Assigned task -
Find the string "utility" in the data, then copy every line where it is found.

Records for processing -
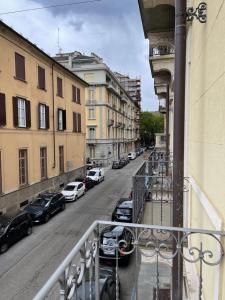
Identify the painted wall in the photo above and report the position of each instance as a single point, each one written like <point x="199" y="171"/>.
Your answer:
<point x="206" y="130"/>
<point x="12" y="139"/>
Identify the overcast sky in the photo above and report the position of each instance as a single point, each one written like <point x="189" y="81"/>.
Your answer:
<point x="110" y="28"/>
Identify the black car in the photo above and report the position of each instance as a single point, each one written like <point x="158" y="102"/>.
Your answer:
<point x="45" y="206"/>
<point x="14" y="227"/>
<point x="89" y="183"/>
<point x="123" y="211"/>
<point x="110" y="236"/>
<point x="107" y="285"/>
<point x="116" y="165"/>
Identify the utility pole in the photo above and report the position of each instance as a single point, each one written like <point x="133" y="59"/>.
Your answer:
<point x="178" y="145"/>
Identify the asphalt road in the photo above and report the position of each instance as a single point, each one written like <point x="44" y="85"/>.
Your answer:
<point x="28" y="264"/>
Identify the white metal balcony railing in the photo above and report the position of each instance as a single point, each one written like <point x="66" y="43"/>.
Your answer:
<point x="79" y="275"/>
<point x="83" y="271"/>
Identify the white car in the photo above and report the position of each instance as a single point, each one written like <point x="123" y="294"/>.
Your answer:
<point x="131" y="155"/>
<point x="73" y="191"/>
<point x="96" y="174"/>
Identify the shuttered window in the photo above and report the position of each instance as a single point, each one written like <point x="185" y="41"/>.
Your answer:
<point x="2" y="110"/>
<point x="61" y="119"/>
<point x="78" y="95"/>
<point x="76" y="122"/>
<point x="59" y="87"/>
<point x="43" y="162"/>
<point x="74" y="93"/>
<point x="61" y="159"/>
<point x="20" y="67"/>
<point x="23" y="167"/>
<point x="41" y="78"/>
<point x="43" y="113"/>
<point x="21" y="113"/>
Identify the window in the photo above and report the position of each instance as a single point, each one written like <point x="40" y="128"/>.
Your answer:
<point x="21" y="113"/>
<point x="91" y="113"/>
<point x="76" y="122"/>
<point x="61" y="119"/>
<point x="91" y="95"/>
<point x="23" y="167"/>
<point x="75" y="94"/>
<point x="61" y="159"/>
<point x="0" y="171"/>
<point x="20" y="66"/>
<point x="59" y="87"/>
<point x="92" y="134"/>
<point x="43" y="113"/>
<point x="41" y="78"/>
<point x="92" y="152"/>
<point x="43" y="162"/>
<point x="2" y="110"/>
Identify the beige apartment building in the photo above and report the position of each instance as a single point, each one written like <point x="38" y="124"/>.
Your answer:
<point x="204" y="157"/>
<point x="112" y="115"/>
<point x="42" y="121"/>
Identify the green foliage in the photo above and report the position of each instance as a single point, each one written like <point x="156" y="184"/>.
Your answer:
<point x="150" y="123"/>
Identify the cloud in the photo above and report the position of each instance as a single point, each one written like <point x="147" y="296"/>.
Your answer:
<point x="110" y="28"/>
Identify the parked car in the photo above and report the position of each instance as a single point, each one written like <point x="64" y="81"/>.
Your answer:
<point x="107" y="285"/>
<point x="44" y="206"/>
<point x="132" y="155"/>
<point x="116" y="165"/>
<point x="14" y="227"/>
<point x="90" y="165"/>
<point x="73" y="191"/>
<point x="123" y="161"/>
<point x="108" y="240"/>
<point x="96" y="174"/>
<point x="123" y="211"/>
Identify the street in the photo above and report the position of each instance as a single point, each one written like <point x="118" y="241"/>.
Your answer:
<point x="29" y="263"/>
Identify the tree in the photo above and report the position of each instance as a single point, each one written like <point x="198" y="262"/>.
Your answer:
<point x="150" y="123"/>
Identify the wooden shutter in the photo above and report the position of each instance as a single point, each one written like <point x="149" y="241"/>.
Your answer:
<point x="78" y="95"/>
<point x="79" y="122"/>
<point x="41" y="78"/>
<point x="20" y="66"/>
<point x="74" y="93"/>
<point x="75" y="122"/>
<point x="2" y="110"/>
<point x="47" y="116"/>
<point x="59" y="87"/>
<point x="64" y="119"/>
<point x="28" y="114"/>
<point x="15" y="111"/>
<point x="39" y="115"/>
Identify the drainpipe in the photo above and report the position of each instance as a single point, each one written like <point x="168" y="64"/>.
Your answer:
<point x="167" y="129"/>
<point x="178" y="159"/>
<point x="53" y="107"/>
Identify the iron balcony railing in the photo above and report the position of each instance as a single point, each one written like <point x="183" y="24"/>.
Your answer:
<point x="149" y="246"/>
<point x="161" y="50"/>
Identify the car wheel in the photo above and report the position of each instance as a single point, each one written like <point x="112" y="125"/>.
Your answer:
<point x="46" y="218"/>
<point x="4" y="247"/>
<point x="29" y="230"/>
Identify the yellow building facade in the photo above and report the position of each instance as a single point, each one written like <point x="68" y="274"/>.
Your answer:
<point x="112" y="116"/>
<point x="42" y="121"/>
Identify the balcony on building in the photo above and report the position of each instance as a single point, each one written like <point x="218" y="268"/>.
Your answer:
<point x="148" y="247"/>
<point x="110" y="122"/>
<point x="162" y="106"/>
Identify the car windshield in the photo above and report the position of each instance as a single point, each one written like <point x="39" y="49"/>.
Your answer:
<point x="41" y="201"/>
<point x="92" y="173"/>
<point x="70" y="188"/>
<point x="4" y="222"/>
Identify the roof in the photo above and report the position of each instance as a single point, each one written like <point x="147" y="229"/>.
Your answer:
<point x="43" y="53"/>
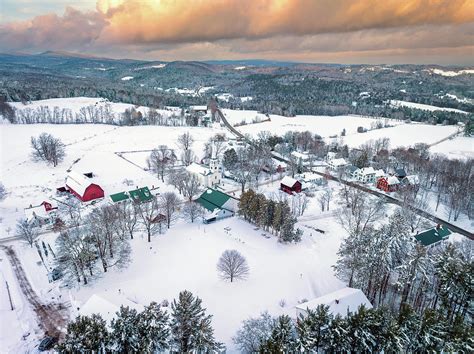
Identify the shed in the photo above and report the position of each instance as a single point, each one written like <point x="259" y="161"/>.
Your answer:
<point x="140" y="195"/>
<point x="433" y="235"/>
<point x="340" y="302"/>
<point x="82" y="187"/>
<point x="289" y="185"/>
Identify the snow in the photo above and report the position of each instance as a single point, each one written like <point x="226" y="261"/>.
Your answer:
<point x="19" y="322"/>
<point x="288" y="181"/>
<point x="340" y="302"/>
<point x="425" y="107"/>
<point x="78" y="182"/>
<point x="451" y="73"/>
<point x="403" y="135"/>
<point x="460" y="147"/>
<point x="102" y="305"/>
<point x="76" y="103"/>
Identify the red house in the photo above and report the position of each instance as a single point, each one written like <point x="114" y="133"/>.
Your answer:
<point x="48" y="206"/>
<point x="388" y="184"/>
<point x="82" y="187"/>
<point x="290" y="185"/>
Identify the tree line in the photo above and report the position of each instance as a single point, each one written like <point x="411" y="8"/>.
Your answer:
<point x="269" y="215"/>
<point x="366" y="330"/>
<point x="184" y="328"/>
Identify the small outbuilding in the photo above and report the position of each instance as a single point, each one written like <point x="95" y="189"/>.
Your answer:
<point x="219" y="204"/>
<point x="340" y="302"/>
<point x="433" y="236"/>
<point x="388" y="184"/>
<point x="289" y="185"/>
<point x="82" y="187"/>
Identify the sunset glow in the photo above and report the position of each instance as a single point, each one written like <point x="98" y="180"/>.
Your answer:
<point x="371" y="31"/>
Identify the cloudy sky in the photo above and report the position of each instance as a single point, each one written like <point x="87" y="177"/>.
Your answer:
<point x="340" y="31"/>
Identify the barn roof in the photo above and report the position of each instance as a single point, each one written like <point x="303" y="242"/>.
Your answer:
<point x="137" y="195"/>
<point x="141" y="194"/>
<point x="340" y="301"/>
<point x="288" y="181"/>
<point x="392" y="180"/>
<point x="433" y="235"/>
<point x="212" y="199"/>
<point x="199" y="169"/>
<point x="77" y="182"/>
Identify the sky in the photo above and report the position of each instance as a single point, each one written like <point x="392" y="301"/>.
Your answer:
<point x="323" y="31"/>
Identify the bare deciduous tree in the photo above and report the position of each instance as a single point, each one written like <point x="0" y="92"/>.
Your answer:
<point x="27" y="231"/>
<point x="169" y="203"/>
<point x="160" y="160"/>
<point x="190" y="185"/>
<point x="48" y="148"/>
<point x="147" y="214"/>
<point x="232" y="265"/>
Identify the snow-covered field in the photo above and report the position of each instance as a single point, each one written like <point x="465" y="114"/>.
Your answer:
<point x="325" y="126"/>
<point x="425" y="107"/>
<point x="460" y="147"/>
<point x="94" y="145"/>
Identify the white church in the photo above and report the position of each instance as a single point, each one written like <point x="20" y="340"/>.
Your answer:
<point x="209" y="176"/>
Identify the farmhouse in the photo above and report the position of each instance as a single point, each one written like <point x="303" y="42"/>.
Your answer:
<point x="337" y="164"/>
<point x="365" y="174"/>
<point x="340" y="302"/>
<point x="219" y="204"/>
<point x="82" y="187"/>
<point x="433" y="236"/>
<point x="311" y="180"/>
<point x="42" y="214"/>
<point x="302" y="158"/>
<point x="290" y="185"/>
<point x="207" y="176"/>
<point x="388" y="184"/>
<point x="412" y="181"/>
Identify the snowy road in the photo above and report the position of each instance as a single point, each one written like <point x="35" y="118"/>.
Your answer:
<point x="52" y="317"/>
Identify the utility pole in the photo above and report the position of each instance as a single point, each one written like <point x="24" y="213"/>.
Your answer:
<point x="9" y="296"/>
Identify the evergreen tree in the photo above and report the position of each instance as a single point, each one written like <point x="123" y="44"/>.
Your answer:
<point x="85" y="334"/>
<point x="313" y="329"/>
<point x="254" y="333"/>
<point x="125" y="334"/>
<point x="337" y="339"/>
<point x="360" y="330"/>
<point x="282" y="338"/>
<point x="153" y="329"/>
<point x="190" y="326"/>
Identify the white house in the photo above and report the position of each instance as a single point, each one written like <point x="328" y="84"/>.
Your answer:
<point x="365" y="174"/>
<point x="337" y="164"/>
<point x="219" y="204"/>
<point x="311" y="180"/>
<point x="340" y="302"/>
<point x="302" y="158"/>
<point x="208" y="176"/>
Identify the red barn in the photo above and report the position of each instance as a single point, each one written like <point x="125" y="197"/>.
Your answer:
<point x="82" y="187"/>
<point x="388" y="184"/>
<point x="290" y="185"/>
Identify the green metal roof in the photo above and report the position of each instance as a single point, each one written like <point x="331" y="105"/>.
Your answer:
<point x="212" y="199"/>
<point x="137" y="195"/>
<point x="433" y="235"/>
<point x="118" y="197"/>
<point x="140" y="194"/>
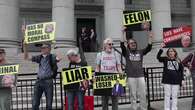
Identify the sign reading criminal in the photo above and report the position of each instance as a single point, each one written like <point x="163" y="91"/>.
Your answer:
<point x="136" y="17"/>
<point x="77" y="75"/>
<point x="9" y="69"/>
<point x="40" y="32"/>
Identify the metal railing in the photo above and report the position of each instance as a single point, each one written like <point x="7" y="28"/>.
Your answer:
<point x="155" y="89"/>
<point x="22" y="94"/>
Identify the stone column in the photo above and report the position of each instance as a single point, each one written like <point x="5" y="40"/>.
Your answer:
<point x="9" y="12"/>
<point x="63" y="15"/>
<point x="113" y="14"/>
<point x="193" y="20"/>
<point x="161" y="18"/>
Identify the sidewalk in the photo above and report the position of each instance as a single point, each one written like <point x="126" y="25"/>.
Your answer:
<point x="183" y="104"/>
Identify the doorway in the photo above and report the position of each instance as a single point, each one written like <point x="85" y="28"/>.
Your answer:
<point x="88" y="24"/>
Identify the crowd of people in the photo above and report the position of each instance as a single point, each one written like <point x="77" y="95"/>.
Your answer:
<point x="108" y="61"/>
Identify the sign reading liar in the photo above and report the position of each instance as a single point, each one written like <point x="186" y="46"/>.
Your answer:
<point x="177" y="36"/>
<point x="77" y="75"/>
<point x="108" y="81"/>
<point x="40" y="32"/>
<point x="9" y="69"/>
<point x="136" y="17"/>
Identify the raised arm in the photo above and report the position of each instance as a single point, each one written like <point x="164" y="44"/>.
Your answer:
<point x="159" y="57"/>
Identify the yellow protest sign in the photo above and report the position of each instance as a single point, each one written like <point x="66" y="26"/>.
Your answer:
<point x="9" y="69"/>
<point x="108" y="81"/>
<point x="40" y="32"/>
<point x="76" y="75"/>
<point x="136" y="17"/>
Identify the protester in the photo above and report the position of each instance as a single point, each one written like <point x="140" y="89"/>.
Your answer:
<point x="134" y="70"/>
<point x="6" y="84"/>
<point x="46" y="73"/>
<point x="189" y="62"/>
<point x="93" y="40"/>
<point x="118" y="89"/>
<point x="76" y="89"/>
<point x="108" y="61"/>
<point x="185" y="41"/>
<point x="172" y="77"/>
<point x="85" y="39"/>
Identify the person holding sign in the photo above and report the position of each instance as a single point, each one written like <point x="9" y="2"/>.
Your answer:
<point x="134" y="69"/>
<point x="108" y="61"/>
<point x="189" y="62"/>
<point x="6" y="84"/>
<point x="76" y="89"/>
<point x="46" y="73"/>
<point x="172" y="77"/>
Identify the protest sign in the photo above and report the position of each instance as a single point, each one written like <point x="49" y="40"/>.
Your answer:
<point x="105" y="83"/>
<point x="9" y="69"/>
<point x="136" y="17"/>
<point x="177" y="36"/>
<point x="77" y="75"/>
<point x="40" y="32"/>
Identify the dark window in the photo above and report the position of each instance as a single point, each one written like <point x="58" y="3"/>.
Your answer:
<point x="188" y="3"/>
<point x="129" y="2"/>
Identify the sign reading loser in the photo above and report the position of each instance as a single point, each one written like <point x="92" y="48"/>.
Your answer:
<point x="108" y="81"/>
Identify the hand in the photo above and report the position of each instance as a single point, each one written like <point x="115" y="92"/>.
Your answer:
<point x="162" y="45"/>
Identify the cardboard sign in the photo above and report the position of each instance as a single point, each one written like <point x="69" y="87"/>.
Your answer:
<point x="40" y="32"/>
<point x="177" y="36"/>
<point x="77" y="75"/>
<point x="136" y="17"/>
<point x="108" y="81"/>
<point x="9" y="69"/>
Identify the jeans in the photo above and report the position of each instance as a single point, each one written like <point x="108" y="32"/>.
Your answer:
<point x="46" y="87"/>
<point x="71" y="94"/>
<point x="193" y="99"/>
<point x="105" y="104"/>
<point x="170" y="91"/>
<point x="137" y="90"/>
<point x="5" y="98"/>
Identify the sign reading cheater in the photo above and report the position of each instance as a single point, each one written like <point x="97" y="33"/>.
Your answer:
<point x="40" y="32"/>
<point x="177" y="36"/>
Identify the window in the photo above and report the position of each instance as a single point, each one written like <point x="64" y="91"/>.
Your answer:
<point x="188" y="3"/>
<point x="129" y="2"/>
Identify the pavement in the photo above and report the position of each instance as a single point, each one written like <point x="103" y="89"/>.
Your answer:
<point x="183" y="104"/>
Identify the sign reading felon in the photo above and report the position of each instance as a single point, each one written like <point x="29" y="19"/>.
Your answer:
<point x="136" y="17"/>
<point x="9" y="69"/>
<point x="40" y="32"/>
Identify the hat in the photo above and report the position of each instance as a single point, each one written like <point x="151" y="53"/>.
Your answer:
<point x="2" y="50"/>
<point x="72" y="52"/>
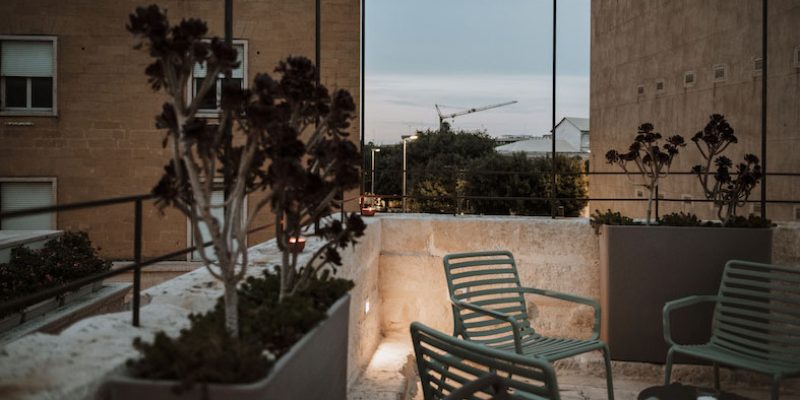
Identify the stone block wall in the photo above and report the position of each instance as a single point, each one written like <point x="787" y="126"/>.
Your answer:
<point x="560" y="255"/>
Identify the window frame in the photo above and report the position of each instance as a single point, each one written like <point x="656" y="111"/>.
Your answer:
<point x="218" y="186"/>
<point x="208" y="113"/>
<point x="686" y="75"/>
<point x="719" y="67"/>
<point x="53" y="181"/>
<point x="29" y="111"/>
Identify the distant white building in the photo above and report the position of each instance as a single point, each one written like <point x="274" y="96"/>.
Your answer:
<point x="572" y="139"/>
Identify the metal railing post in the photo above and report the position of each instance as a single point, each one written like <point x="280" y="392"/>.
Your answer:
<point x="137" y="258"/>
<point x="657" y="216"/>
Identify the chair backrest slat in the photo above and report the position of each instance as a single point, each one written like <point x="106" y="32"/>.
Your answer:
<point x="758" y="313"/>
<point x="488" y="279"/>
<point x="446" y="363"/>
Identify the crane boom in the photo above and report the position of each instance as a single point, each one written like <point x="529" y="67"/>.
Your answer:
<point x="443" y="117"/>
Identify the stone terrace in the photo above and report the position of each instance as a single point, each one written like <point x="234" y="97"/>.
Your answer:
<point x="397" y="268"/>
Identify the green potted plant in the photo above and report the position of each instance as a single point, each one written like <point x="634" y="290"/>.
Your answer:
<point x="61" y="260"/>
<point x="642" y="267"/>
<point x="285" y="137"/>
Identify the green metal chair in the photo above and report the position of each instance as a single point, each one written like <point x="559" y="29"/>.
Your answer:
<point x="452" y="368"/>
<point x="489" y="308"/>
<point x="756" y="322"/>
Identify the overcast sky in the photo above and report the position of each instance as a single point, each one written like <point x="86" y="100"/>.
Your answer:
<point x="470" y="53"/>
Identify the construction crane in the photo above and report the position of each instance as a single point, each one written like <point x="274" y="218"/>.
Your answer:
<point x="443" y="117"/>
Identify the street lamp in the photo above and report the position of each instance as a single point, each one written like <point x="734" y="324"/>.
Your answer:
<point x="406" y="139"/>
<point x="375" y="150"/>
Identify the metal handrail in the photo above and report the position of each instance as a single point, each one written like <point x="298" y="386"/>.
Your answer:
<point x="136" y="266"/>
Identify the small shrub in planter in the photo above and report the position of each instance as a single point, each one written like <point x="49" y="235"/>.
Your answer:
<point x="61" y="260"/>
<point x="651" y="159"/>
<point x="206" y="352"/>
<point x="727" y="190"/>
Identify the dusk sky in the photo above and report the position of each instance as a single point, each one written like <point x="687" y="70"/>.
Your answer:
<point x="471" y="53"/>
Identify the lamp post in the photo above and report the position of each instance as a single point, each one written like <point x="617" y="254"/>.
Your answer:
<point x="374" y="150"/>
<point x="406" y="139"/>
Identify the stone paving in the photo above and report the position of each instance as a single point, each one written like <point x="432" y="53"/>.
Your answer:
<point x="391" y="376"/>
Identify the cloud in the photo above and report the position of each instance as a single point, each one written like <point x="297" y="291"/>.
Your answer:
<point x="398" y="104"/>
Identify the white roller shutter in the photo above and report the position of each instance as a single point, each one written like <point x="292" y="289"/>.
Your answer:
<point x="199" y="70"/>
<point x="21" y="195"/>
<point x="26" y="58"/>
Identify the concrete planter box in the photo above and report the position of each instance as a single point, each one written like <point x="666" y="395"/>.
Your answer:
<point x="53" y="315"/>
<point x="314" y="368"/>
<point x="643" y="267"/>
<point x="43" y="307"/>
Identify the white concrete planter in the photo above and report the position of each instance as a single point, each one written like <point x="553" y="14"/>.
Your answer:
<point x="314" y="368"/>
<point x="43" y="307"/>
<point x="643" y="267"/>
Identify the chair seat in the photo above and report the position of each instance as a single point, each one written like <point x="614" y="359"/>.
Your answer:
<point x="722" y="355"/>
<point x="551" y="348"/>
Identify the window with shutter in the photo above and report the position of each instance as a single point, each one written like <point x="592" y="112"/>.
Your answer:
<point x="27" y="75"/>
<point x="217" y="198"/>
<point x="16" y="196"/>
<point x="211" y="101"/>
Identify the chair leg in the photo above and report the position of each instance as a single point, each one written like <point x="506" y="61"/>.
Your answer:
<point x="668" y="368"/>
<point x="609" y="377"/>
<point x="776" y="387"/>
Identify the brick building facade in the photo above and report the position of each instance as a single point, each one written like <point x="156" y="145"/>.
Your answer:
<point x="99" y="139"/>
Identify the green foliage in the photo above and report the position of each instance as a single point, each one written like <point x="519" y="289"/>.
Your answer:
<point x="433" y="161"/>
<point x="609" y="218"/>
<point x="728" y="191"/>
<point x="531" y="181"/>
<point x="206" y="351"/>
<point x="60" y="261"/>
<point x="751" y="221"/>
<point x="650" y="158"/>
<point x="681" y="219"/>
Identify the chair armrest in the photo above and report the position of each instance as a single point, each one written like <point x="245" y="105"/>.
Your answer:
<point x="574" y="299"/>
<point x="484" y="381"/>
<point x="680" y="303"/>
<point x="493" y="314"/>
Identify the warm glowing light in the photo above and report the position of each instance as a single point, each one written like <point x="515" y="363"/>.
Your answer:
<point x="296" y="244"/>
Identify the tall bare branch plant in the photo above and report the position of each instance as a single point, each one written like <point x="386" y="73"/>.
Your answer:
<point x="257" y="146"/>
<point x="651" y="160"/>
<point x="727" y="190"/>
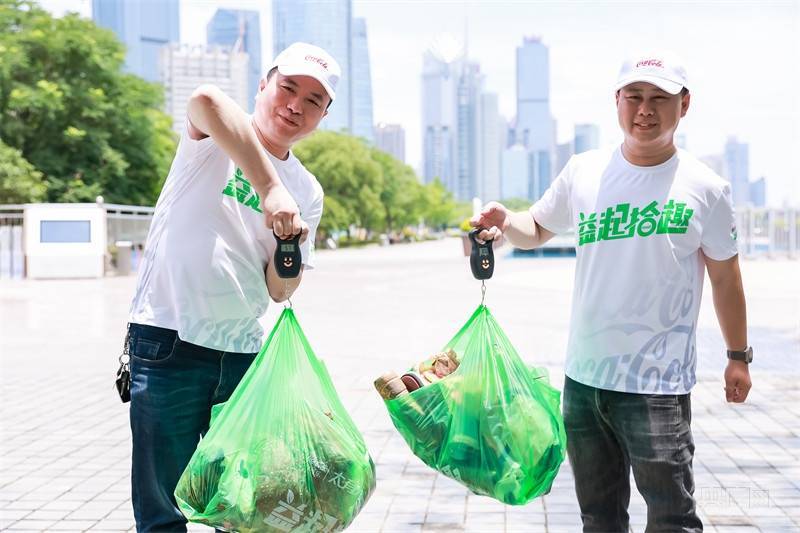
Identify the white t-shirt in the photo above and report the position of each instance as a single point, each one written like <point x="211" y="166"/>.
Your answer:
<point x="203" y="268"/>
<point x="639" y="274"/>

Answer to this task -
Identify the utility pole in the photo above and report the position of each instance as a single point, each one written like <point x="133" y="59"/>.
Identify the utility pole in the photo above and report the position of each instance as a single point, each one written like <point x="24" y="213"/>.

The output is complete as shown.